▶ _REQUIREMENT_: Write out every line below that contains "this".

Referring expression pointing data
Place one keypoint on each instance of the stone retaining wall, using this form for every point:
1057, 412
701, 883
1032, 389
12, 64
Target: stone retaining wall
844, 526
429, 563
==
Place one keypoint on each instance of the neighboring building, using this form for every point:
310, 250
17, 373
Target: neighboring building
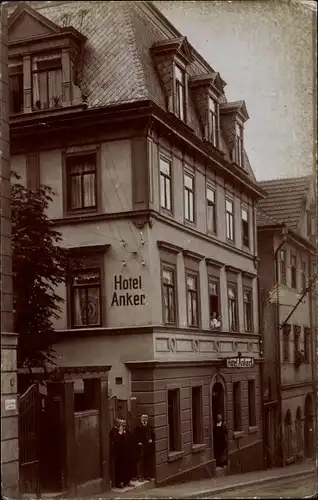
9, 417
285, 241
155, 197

▶ _RESULT_:
Place one keypoint on each instance of the stone retaining wall, using this form for every point:
Place one keypoint on each instance of the neighboring building, using this form for every point:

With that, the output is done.